------ Extracted information

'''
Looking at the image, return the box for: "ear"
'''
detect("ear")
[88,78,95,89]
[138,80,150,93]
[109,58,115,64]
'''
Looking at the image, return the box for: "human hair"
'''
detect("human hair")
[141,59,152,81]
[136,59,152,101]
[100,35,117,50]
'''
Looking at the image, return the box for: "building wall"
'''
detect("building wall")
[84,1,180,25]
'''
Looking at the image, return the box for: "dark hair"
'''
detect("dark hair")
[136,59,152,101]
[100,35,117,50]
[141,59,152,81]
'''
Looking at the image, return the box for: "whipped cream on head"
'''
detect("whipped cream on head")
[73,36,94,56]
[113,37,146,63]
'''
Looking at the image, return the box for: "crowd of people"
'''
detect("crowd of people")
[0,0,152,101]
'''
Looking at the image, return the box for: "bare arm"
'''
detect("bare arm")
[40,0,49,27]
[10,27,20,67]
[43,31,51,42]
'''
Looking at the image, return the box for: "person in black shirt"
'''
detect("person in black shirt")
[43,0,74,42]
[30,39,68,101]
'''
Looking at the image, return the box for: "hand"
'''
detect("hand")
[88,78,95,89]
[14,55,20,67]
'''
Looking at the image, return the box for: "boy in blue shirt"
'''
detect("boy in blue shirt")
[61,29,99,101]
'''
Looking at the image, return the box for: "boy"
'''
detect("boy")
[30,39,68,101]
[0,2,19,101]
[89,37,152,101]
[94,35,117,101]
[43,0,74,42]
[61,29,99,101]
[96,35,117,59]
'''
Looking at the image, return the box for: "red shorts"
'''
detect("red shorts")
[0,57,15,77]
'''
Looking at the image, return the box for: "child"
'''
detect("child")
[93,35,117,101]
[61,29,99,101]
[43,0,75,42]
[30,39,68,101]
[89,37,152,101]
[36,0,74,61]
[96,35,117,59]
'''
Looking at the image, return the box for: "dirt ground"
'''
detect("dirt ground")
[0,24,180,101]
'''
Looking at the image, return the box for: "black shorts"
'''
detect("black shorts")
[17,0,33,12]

------------

▸ Exercise instructions: The whole block of data above should be printed again verbatim.

▸ Exercise output:
'''
Looking at the image, return the box for: "ear"
'''
detect("ear")
[88,78,95,89]
[138,80,150,93]
[109,58,115,64]
'''
Looking at the image, return the box for: "human hair"
'''
detect("human hair")
[141,59,152,81]
[136,59,152,101]
[100,35,117,50]
'''
Looking at the image, return the box for: "building wall"
'''
detect("building wall")
[84,1,180,25]
'''
Looking at the image, return the box for: "dark hair"
'''
detect("dark hair")
[136,59,152,101]
[100,35,117,50]
[141,59,152,81]
'''
Looking at the image, return the box for: "whipped cream on head"
'''
detect("whipped cream on head")
[73,36,94,56]
[113,37,146,63]
'''
Looking at the image, return the box for: "crowd of people"
'''
detect("crowd of people")
[0,0,152,101]
'''
Looking at the image, return the box for: "bare arm"
'''
detect("bare arm")
[40,0,49,27]
[10,27,20,67]
[43,31,51,42]
'''
Looking at the image, return the box for: "person in black shirt"
'''
detect("person in black shirt")
[43,0,74,42]
[30,39,68,101]
'''
Looking at the image, return the box for: "hand"
'''
detect("hand")
[88,78,95,89]
[14,55,20,67]
'''
Looking at the image, return the box for: "boy in blue shirt"
'''
detect("boy in blue shirt")
[61,29,99,101]
'''
Looking at the image, return the box for: "boy"
'''
detect("boy")
[30,39,68,101]
[0,2,19,101]
[89,37,152,101]
[94,35,117,101]
[43,0,74,42]
[61,29,99,101]
[96,35,117,59]
'''
Looking at the image, return the box for: "red shorts"
'''
detect("red shorts")
[0,57,15,77]
'''
Looking at the image, return the box for: "child"
'''
detect("child")
[93,35,117,101]
[61,29,99,101]
[43,0,75,42]
[30,39,68,101]
[89,37,152,101]
[36,0,74,61]
[96,35,117,59]
'''
Looking at the image, return the box for: "dirt ground"
'''
detect("dirt ground")
[0,24,180,101]
'''
Looking at the image, return the box for: "black shorts"
'''
detect("black shorts")
[17,0,33,12]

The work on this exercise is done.